Information supplied:
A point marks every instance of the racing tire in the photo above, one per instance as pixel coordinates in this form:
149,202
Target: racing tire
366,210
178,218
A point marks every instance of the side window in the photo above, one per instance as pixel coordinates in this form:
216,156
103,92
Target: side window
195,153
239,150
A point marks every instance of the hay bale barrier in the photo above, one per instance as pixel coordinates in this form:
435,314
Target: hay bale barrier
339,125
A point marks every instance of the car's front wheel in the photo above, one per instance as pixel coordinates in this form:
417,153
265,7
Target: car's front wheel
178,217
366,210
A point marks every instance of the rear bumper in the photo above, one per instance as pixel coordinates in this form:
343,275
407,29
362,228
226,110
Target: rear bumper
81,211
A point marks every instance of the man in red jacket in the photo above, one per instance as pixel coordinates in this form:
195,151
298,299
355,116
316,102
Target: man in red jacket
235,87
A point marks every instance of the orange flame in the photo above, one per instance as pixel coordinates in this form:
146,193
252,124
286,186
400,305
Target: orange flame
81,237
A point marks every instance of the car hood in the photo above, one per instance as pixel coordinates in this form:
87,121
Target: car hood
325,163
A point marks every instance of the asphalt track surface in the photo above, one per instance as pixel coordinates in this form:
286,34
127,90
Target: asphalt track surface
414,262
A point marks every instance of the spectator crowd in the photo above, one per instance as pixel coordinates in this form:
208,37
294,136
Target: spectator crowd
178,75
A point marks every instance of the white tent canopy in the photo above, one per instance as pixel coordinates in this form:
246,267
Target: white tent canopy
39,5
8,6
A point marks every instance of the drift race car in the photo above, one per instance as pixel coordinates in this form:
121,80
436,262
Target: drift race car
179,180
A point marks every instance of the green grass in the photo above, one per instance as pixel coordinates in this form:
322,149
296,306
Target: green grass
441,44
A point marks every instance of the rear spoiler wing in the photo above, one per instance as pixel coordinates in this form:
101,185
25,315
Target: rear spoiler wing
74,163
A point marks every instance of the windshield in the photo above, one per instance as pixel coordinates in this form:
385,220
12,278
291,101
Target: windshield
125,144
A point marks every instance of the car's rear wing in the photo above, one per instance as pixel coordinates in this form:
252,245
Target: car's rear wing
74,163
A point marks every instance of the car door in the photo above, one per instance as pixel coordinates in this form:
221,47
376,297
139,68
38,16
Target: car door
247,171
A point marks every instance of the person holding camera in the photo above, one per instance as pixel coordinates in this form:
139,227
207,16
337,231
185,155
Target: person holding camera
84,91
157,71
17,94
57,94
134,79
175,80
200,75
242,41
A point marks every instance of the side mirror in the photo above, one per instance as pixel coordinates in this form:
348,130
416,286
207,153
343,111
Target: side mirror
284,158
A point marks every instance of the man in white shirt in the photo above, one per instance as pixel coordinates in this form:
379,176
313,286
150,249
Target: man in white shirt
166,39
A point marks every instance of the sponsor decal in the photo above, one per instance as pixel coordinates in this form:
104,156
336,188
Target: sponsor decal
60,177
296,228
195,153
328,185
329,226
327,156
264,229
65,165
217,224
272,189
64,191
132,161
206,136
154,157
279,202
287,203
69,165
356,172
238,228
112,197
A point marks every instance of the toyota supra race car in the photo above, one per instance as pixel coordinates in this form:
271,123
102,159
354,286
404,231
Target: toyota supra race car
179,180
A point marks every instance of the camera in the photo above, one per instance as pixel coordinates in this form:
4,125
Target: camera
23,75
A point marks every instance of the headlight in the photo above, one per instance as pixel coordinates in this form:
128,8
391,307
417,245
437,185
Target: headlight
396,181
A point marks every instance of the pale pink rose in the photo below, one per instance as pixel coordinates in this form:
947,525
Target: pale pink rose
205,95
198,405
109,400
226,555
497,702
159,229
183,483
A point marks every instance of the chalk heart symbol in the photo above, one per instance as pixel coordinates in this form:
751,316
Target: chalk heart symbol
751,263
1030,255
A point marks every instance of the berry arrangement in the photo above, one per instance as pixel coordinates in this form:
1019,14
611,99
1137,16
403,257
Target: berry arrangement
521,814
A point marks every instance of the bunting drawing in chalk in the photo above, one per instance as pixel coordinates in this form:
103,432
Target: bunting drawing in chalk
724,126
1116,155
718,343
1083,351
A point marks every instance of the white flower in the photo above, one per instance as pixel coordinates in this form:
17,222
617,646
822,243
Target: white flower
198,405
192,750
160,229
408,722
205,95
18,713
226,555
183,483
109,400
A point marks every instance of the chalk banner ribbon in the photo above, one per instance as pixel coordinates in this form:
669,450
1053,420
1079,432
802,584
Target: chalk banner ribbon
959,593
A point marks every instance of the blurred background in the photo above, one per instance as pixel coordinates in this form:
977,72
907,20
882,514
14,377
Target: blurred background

Exercise goal: When a line above includes the word "background", please list that line.

Exercise output:
A point marks every instance of the blurred background in the photo above, one per instance as pixel coordinates in this form:
Target: blurred background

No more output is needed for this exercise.